> _TASK REQUIREMENTS_
Take each line of the records below that contains the string "Detect" and copy it.

> _DATA TO USE_
^^^^^^^^^^^^^^^^

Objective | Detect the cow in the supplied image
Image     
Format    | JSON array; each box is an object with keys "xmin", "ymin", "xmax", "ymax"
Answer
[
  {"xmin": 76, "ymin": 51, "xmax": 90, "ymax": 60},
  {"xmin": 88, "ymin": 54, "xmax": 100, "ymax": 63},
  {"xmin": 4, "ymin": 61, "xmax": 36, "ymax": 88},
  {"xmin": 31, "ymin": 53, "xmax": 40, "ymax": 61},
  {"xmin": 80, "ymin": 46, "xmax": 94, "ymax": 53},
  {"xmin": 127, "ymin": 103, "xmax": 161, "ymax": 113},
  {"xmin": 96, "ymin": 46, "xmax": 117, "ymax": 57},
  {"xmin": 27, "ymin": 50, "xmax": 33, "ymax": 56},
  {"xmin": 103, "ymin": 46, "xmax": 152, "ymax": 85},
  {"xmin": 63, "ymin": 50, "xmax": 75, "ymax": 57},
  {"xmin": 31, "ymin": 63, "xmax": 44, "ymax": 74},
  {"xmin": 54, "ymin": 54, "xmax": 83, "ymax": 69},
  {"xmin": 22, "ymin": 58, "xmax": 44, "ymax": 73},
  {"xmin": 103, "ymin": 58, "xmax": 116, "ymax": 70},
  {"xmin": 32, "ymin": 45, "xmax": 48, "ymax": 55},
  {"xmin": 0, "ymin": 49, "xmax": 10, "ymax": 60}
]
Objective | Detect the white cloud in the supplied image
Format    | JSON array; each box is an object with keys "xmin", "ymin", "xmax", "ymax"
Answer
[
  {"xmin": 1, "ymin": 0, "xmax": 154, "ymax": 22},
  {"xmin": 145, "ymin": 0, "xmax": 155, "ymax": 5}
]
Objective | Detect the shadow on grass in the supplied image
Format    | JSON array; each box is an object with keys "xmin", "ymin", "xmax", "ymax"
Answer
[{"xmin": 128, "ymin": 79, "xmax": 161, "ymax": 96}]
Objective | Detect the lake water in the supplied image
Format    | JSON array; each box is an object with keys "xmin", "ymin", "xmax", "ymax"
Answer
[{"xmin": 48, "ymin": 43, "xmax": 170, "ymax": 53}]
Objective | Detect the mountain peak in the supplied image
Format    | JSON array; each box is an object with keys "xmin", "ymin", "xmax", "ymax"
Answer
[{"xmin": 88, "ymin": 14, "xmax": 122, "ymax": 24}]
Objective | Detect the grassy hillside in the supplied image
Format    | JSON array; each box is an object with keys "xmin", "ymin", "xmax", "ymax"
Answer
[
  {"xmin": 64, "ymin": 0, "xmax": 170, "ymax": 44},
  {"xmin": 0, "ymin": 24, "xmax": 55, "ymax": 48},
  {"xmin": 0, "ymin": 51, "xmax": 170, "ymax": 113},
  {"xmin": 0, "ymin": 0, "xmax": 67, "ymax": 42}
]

^^^^^^^^^^^^^^^^

> _EXERCISE SOLUTION_
Objective | Detect the cow in the supplied image
Objective | Detect the white cloud in the supplied image
Objective | Detect the shadow on grass in the supplied image
Objective | Detect the lake water in the supplied image
Objective | Detect the mountain peak in the supplied image
Objective | Detect the grassy hillside in the supplied image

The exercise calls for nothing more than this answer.